PROBLEM TO WORK ON
Return all lines from the listing below in which "shirt" appears.

DATA UNDER STUDY
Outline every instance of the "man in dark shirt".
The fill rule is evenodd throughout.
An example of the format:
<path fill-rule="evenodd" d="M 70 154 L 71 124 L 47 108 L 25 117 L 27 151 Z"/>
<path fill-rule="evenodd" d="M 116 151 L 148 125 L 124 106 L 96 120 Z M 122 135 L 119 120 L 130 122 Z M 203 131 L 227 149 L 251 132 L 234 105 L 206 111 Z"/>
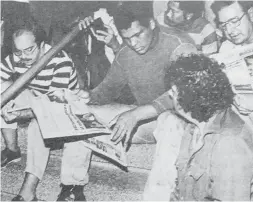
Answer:
<path fill-rule="evenodd" d="M 114 20 L 125 45 L 118 51 L 105 79 L 90 92 L 91 103 L 109 104 L 119 97 L 122 89 L 128 85 L 136 99 L 136 103 L 129 104 L 147 104 L 165 92 L 164 75 L 170 62 L 182 54 L 197 52 L 197 50 L 187 36 L 157 26 L 153 18 L 152 2 L 123 2 Z M 106 113 L 104 116 L 109 120 L 120 111 L 132 109 L 133 106 L 124 105 L 117 108 L 111 105 L 111 108 L 104 111 L 106 107 L 91 106 L 91 108 L 101 116 L 104 115 L 101 113 L 109 111 L 109 114 Z M 147 126 L 148 129 L 145 132 L 142 131 L 145 142 L 154 142 L 153 137 L 150 137 L 155 126 L 154 122 L 151 125 Z M 137 133 L 135 137 L 140 137 L 140 131 Z M 88 154 L 80 154 L 83 150 L 78 147 L 84 147 L 84 145 L 77 143 L 75 148 L 65 150 L 63 154 L 65 171 L 62 172 L 64 182 L 58 197 L 59 201 L 70 196 L 77 198 L 82 191 L 80 185 L 87 183 L 84 179 L 88 179 L 87 170 L 90 159 Z M 81 155 L 83 160 L 80 160 Z M 78 174 L 71 174 L 74 170 L 77 170 Z M 73 177 L 77 175 L 79 181 Z"/>

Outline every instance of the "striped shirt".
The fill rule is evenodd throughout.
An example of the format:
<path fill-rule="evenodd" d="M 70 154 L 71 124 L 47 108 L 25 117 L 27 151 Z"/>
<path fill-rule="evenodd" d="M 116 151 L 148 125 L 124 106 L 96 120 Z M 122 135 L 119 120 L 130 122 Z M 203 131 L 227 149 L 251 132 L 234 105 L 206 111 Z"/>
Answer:
<path fill-rule="evenodd" d="M 212 54 L 218 52 L 218 40 L 215 28 L 205 18 L 196 19 L 188 34 L 202 53 Z"/>
<path fill-rule="evenodd" d="M 167 26 L 164 23 L 164 13 L 157 17 L 159 24 Z M 192 23 L 186 32 L 195 42 L 198 50 L 203 54 L 213 54 L 218 52 L 218 39 L 215 28 L 205 18 L 200 17 Z"/>
<path fill-rule="evenodd" d="M 51 48 L 45 44 L 45 52 Z M 1 62 L 1 80 L 13 80 L 27 71 L 28 66 L 19 63 L 19 58 L 11 54 Z M 74 63 L 70 57 L 61 51 L 28 83 L 28 88 L 47 93 L 59 88 L 75 89 L 79 87 Z"/>

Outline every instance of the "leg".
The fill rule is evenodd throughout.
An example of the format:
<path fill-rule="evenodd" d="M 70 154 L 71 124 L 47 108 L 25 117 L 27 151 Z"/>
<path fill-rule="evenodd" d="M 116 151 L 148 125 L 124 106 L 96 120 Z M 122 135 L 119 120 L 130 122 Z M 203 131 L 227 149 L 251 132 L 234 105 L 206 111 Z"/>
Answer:
<path fill-rule="evenodd" d="M 18 151 L 18 134 L 17 129 L 11 128 L 2 128 L 1 129 L 2 136 L 4 138 L 5 146 L 11 151 Z"/>
<path fill-rule="evenodd" d="M 183 122 L 170 112 L 161 114 L 154 136 L 157 140 L 155 158 L 145 185 L 143 200 L 169 201 L 177 178 L 176 159 L 179 154 Z"/>
<path fill-rule="evenodd" d="M 57 201 L 86 201 L 84 185 L 89 181 L 91 150 L 82 141 L 65 143 L 62 157 L 62 190 Z"/>
<path fill-rule="evenodd" d="M 25 200 L 36 196 L 36 188 L 46 170 L 50 149 L 45 147 L 40 128 L 36 119 L 28 127 L 27 162 L 25 178 L 19 191 Z"/>
<path fill-rule="evenodd" d="M 8 88 L 11 82 L 2 82 L 1 91 Z M 15 107 L 24 107 L 29 104 L 33 95 L 29 90 L 24 90 L 15 98 Z M 5 150 L 1 152 L 1 167 L 8 163 L 18 161 L 21 158 L 20 148 L 18 147 L 17 123 L 8 124 L 1 118 L 1 133 L 5 142 Z"/>
<path fill-rule="evenodd" d="M 21 159 L 21 152 L 18 147 L 17 124 L 7 124 L 1 118 L 1 133 L 5 142 L 5 149 L 1 152 L 1 167 L 11 162 L 18 162 Z"/>

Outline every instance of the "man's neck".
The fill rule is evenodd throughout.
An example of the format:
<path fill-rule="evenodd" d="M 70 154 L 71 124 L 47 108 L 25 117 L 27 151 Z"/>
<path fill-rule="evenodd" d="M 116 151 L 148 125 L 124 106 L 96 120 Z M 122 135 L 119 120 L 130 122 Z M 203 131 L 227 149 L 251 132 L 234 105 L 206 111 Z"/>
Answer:
<path fill-rule="evenodd" d="M 160 31 L 159 27 L 156 26 L 156 28 L 153 31 L 153 37 L 149 46 L 149 50 L 153 49 L 157 45 L 159 41 L 159 31 Z"/>
<path fill-rule="evenodd" d="M 248 44 L 253 44 L 253 23 L 251 23 L 251 34 L 249 34 L 249 38 L 248 40 L 245 41 L 245 43 L 243 45 L 248 45 Z"/>

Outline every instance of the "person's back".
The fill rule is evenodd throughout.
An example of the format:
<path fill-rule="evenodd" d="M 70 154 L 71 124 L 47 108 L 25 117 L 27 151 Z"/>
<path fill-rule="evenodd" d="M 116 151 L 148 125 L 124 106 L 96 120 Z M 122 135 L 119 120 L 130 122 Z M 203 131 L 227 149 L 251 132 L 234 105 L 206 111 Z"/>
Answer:
<path fill-rule="evenodd" d="M 203 147 L 198 151 L 188 146 L 194 134 L 187 131 L 177 159 L 182 199 L 249 201 L 253 177 L 252 132 L 231 108 L 211 118 L 205 128 Z"/>

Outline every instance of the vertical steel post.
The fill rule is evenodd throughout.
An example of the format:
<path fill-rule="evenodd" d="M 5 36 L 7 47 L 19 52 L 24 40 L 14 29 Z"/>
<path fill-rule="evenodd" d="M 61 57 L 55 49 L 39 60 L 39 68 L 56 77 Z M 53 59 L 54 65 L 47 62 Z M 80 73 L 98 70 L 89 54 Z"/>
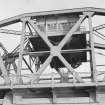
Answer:
<path fill-rule="evenodd" d="M 25 40 L 25 29 L 26 29 L 26 20 L 22 18 L 22 36 L 20 41 L 20 51 L 19 51 L 19 60 L 18 60 L 18 69 L 17 69 L 17 84 L 22 82 L 21 78 L 21 68 L 22 68 L 22 57 L 23 57 L 23 50 L 24 50 L 24 40 Z"/>
<path fill-rule="evenodd" d="M 1 54 L 0 54 L 0 70 L 1 70 L 1 72 L 3 74 L 4 79 L 5 79 L 5 84 L 9 84 L 10 83 L 10 79 L 9 79 L 7 70 L 6 70 L 5 66 L 4 66 Z"/>
<path fill-rule="evenodd" d="M 89 42 L 90 42 L 90 47 L 91 47 L 91 52 L 90 52 L 90 66 L 92 70 L 92 79 L 94 82 L 97 81 L 96 79 L 96 61 L 95 61 L 95 51 L 94 51 L 94 38 L 93 38 L 93 27 L 92 27 L 92 15 L 93 12 L 89 13 L 88 15 L 88 23 L 89 23 Z"/>

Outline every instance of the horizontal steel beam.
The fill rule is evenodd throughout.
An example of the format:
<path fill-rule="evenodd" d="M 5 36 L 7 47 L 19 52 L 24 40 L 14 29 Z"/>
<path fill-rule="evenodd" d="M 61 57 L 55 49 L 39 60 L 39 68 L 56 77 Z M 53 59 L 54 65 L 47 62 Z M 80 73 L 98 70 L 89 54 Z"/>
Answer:
<path fill-rule="evenodd" d="M 105 50 L 105 44 L 100 44 L 100 43 L 94 43 L 94 47 L 98 49 L 103 49 Z"/>
<path fill-rule="evenodd" d="M 83 12 L 95 12 L 96 15 L 104 15 L 105 9 L 102 8 L 93 8 L 93 7 L 85 7 L 85 8 L 74 8 L 74 9 L 65 9 L 65 10 L 54 10 L 54 11 L 46 11 L 46 12 L 33 12 L 33 13 L 25 13 L 22 15 L 18 15 L 15 17 L 11 17 L 5 20 L 0 21 L 0 27 L 4 27 L 10 24 L 14 24 L 17 22 L 21 22 L 21 18 L 23 17 L 40 17 L 40 16 L 48 16 L 48 15 L 64 15 L 70 13 L 82 14 Z"/>
<path fill-rule="evenodd" d="M 41 99 L 40 99 L 41 100 Z M 37 103 L 38 105 L 52 105 L 52 104 L 49 104 L 49 103 Z M 53 104 L 53 105 L 61 105 L 62 103 L 56 103 L 56 104 Z M 62 105 L 70 105 L 70 104 L 74 104 L 74 105 L 97 105 L 97 103 L 93 103 L 93 102 L 83 102 L 83 103 L 63 103 Z M 27 104 L 21 104 L 21 105 L 27 105 Z M 29 105 L 29 104 L 28 104 Z M 34 104 L 30 104 L 30 105 L 34 105 Z"/>
<path fill-rule="evenodd" d="M 87 44 L 89 46 L 89 42 Z M 94 47 L 97 48 L 97 49 L 102 49 L 102 50 L 105 50 L 105 44 L 101 44 L 101 43 L 94 43 Z"/>
<path fill-rule="evenodd" d="M 100 30 L 100 29 L 103 29 L 103 28 L 105 28 L 105 24 L 93 27 L 93 31 Z"/>
<path fill-rule="evenodd" d="M 8 29 L 0 29 L 0 33 L 5 34 L 14 34 L 14 35 L 22 35 L 21 31 L 15 31 L 15 30 L 8 30 Z M 29 33 L 25 33 L 26 35 L 29 35 Z"/>
<path fill-rule="evenodd" d="M 22 35 L 21 31 L 15 31 L 15 30 L 8 30 L 8 29 L 0 29 L 0 33 L 5 33 L 5 34 L 13 34 L 13 35 Z M 74 34 L 88 34 L 89 31 L 77 31 L 74 32 Z M 26 37 L 38 37 L 38 35 L 33 32 L 34 36 L 30 36 L 29 32 L 25 33 Z M 57 36 L 60 36 L 61 34 L 58 34 Z M 49 34 L 49 36 L 54 36 L 54 34 Z"/>
<path fill-rule="evenodd" d="M 63 88 L 63 87 L 103 87 L 105 86 L 105 82 L 87 82 L 87 83 L 55 83 L 53 87 L 55 88 Z M 24 88 L 52 88 L 52 84 L 50 83 L 42 83 L 42 84 L 23 84 L 23 85 L 1 85 L 0 89 L 24 89 Z"/>

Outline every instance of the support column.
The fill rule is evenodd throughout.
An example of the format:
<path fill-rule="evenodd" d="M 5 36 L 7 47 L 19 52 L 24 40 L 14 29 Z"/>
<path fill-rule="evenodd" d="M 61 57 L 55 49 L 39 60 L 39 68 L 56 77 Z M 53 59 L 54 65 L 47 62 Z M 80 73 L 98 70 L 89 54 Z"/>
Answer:
<path fill-rule="evenodd" d="M 21 103 L 24 90 L 13 90 L 13 105 Z"/>
<path fill-rule="evenodd" d="M 56 92 L 54 88 L 52 89 L 52 103 L 56 104 Z"/>
<path fill-rule="evenodd" d="M 89 93 L 90 96 L 90 103 L 96 103 L 97 102 L 97 97 L 96 97 L 96 89 L 93 89 Z"/>
<path fill-rule="evenodd" d="M 13 95 L 11 91 L 5 94 L 2 105 L 13 105 Z"/>
<path fill-rule="evenodd" d="M 94 51 L 94 38 L 93 38 L 93 27 L 92 27 L 92 15 L 93 12 L 90 12 L 88 14 L 88 22 L 89 22 L 89 42 L 90 42 L 90 47 L 91 47 L 91 52 L 90 52 L 90 66 L 91 66 L 91 71 L 92 71 L 92 79 L 94 82 L 97 81 L 96 79 L 96 61 L 95 61 L 95 51 Z"/>
<path fill-rule="evenodd" d="M 96 99 L 98 105 L 105 105 L 105 87 L 97 87 Z"/>
<path fill-rule="evenodd" d="M 21 68 L 22 68 L 22 57 L 23 57 L 25 29 L 26 29 L 26 19 L 23 18 L 21 20 L 22 20 L 22 36 L 20 41 L 19 61 L 18 61 L 18 69 L 17 69 L 17 84 L 22 83 Z"/>

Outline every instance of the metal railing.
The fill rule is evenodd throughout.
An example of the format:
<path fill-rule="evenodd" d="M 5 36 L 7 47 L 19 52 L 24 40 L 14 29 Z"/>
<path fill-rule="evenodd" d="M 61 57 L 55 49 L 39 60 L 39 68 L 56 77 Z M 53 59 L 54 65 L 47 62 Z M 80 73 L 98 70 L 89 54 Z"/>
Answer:
<path fill-rule="evenodd" d="M 91 72 L 79 72 L 80 77 L 82 77 L 82 79 L 84 80 L 84 83 L 92 83 L 91 80 Z M 105 74 L 105 71 L 100 71 L 98 72 L 97 76 L 103 75 Z M 61 77 L 58 73 L 47 73 L 47 74 L 43 74 L 39 81 L 36 83 L 32 83 L 33 79 L 36 77 L 36 75 L 34 74 L 24 74 L 21 75 L 22 78 L 22 84 L 21 85 L 33 85 L 33 84 L 57 84 L 57 83 L 69 83 L 69 84 L 74 84 L 74 83 L 78 83 L 75 79 L 75 77 L 73 77 L 73 75 L 71 74 L 66 74 L 68 76 L 68 81 L 66 82 L 62 82 L 61 81 Z M 7 85 L 17 85 L 17 75 L 15 74 L 11 74 L 9 76 L 10 78 L 10 84 Z M 102 77 L 98 78 L 97 82 L 103 82 L 102 81 Z M 6 85 L 4 79 L 1 77 L 0 78 L 0 86 L 1 85 Z"/>

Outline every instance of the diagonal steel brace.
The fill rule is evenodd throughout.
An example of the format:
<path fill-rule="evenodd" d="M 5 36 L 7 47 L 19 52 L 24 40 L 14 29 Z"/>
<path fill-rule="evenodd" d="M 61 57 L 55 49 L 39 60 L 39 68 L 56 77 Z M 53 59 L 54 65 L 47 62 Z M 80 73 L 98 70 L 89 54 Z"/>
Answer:
<path fill-rule="evenodd" d="M 82 78 L 78 75 L 77 72 L 75 72 L 73 70 L 73 68 L 71 67 L 71 65 L 65 60 L 65 58 L 60 54 L 60 51 L 62 49 L 62 47 L 66 44 L 66 42 L 68 40 L 70 40 L 72 34 L 79 28 L 80 24 L 83 22 L 83 20 L 85 19 L 86 15 L 83 15 L 78 21 L 77 23 L 72 27 L 72 29 L 67 33 L 67 35 L 65 35 L 64 39 L 60 42 L 60 44 L 58 46 L 53 46 L 52 43 L 48 40 L 47 36 L 39 30 L 39 28 L 37 27 L 37 25 L 32 21 L 29 20 L 29 24 L 34 28 L 34 30 L 40 35 L 40 37 L 45 41 L 45 43 L 51 48 L 51 55 L 47 58 L 47 60 L 45 61 L 45 63 L 42 65 L 42 67 L 38 70 L 37 72 L 37 80 L 39 79 L 40 75 L 42 74 L 42 72 L 44 71 L 44 69 L 48 66 L 48 64 L 51 62 L 53 56 L 58 56 L 58 58 L 64 63 L 64 65 L 68 68 L 68 70 L 75 75 L 77 81 L 79 82 L 83 82 Z M 35 79 L 36 79 L 35 78 Z M 35 80 L 34 79 L 34 80 Z"/>
<path fill-rule="evenodd" d="M 51 62 L 53 56 L 50 55 L 46 61 L 44 62 L 44 64 L 39 68 L 39 70 L 36 72 L 34 78 L 32 79 L 31 83 L 33 84 L 34 82 L 38 82 L 39 78 L 41 76 L 41 74 L 43 73 L 43 71 L 46 69 L 46 67 L 49 65 L 49 63 Z"/>

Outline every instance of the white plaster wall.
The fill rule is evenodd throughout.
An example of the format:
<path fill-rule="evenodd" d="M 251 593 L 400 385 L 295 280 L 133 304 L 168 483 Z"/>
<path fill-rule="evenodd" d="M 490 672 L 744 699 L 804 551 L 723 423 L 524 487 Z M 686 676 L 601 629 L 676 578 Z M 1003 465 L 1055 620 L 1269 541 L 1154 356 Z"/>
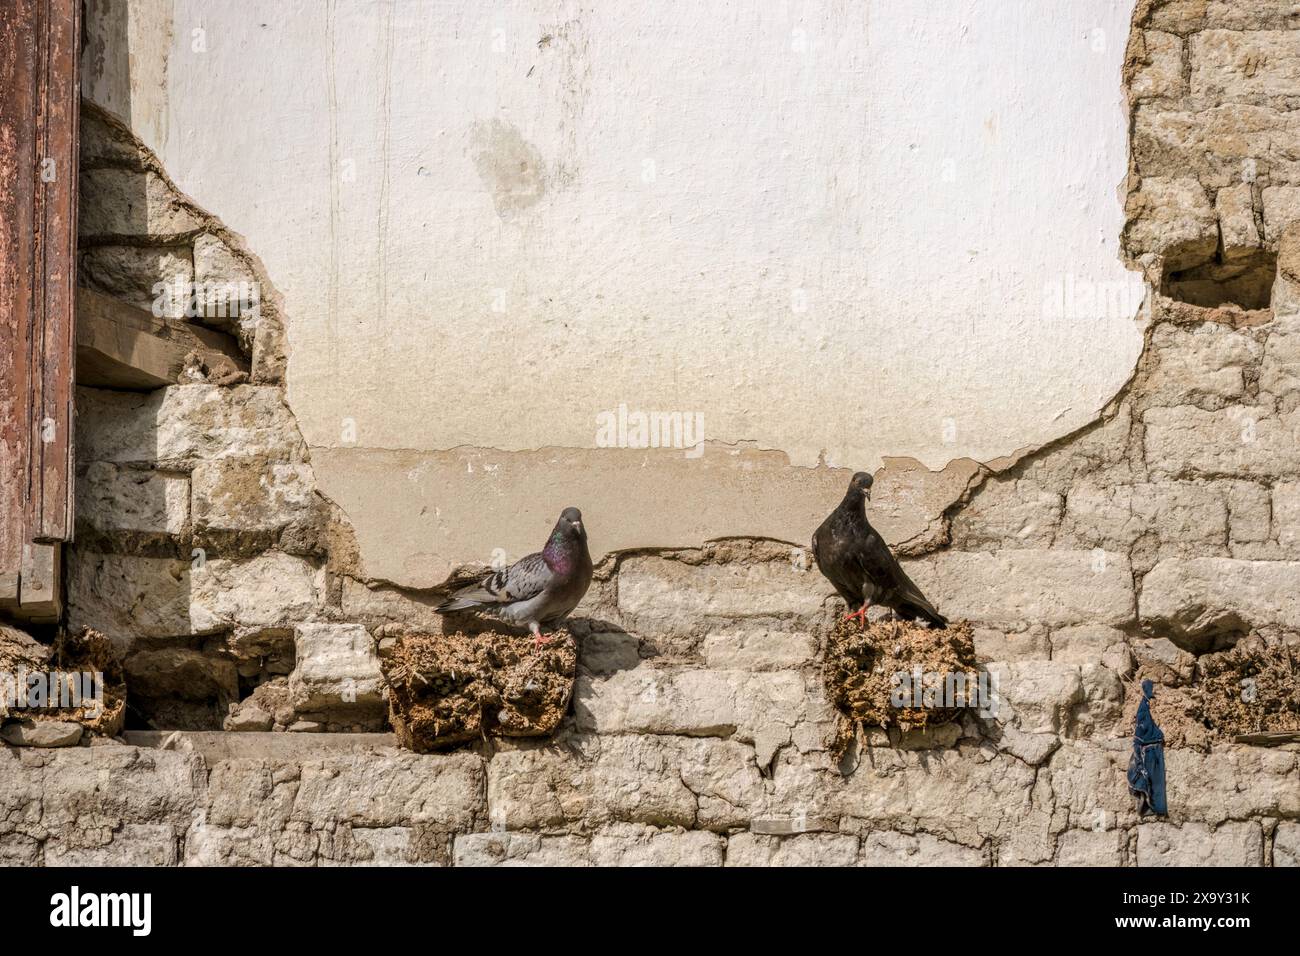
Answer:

THE COMPLETED TASK
Outline every instance of the "man in dark shirt".
Outline every instance of the "striped shirt".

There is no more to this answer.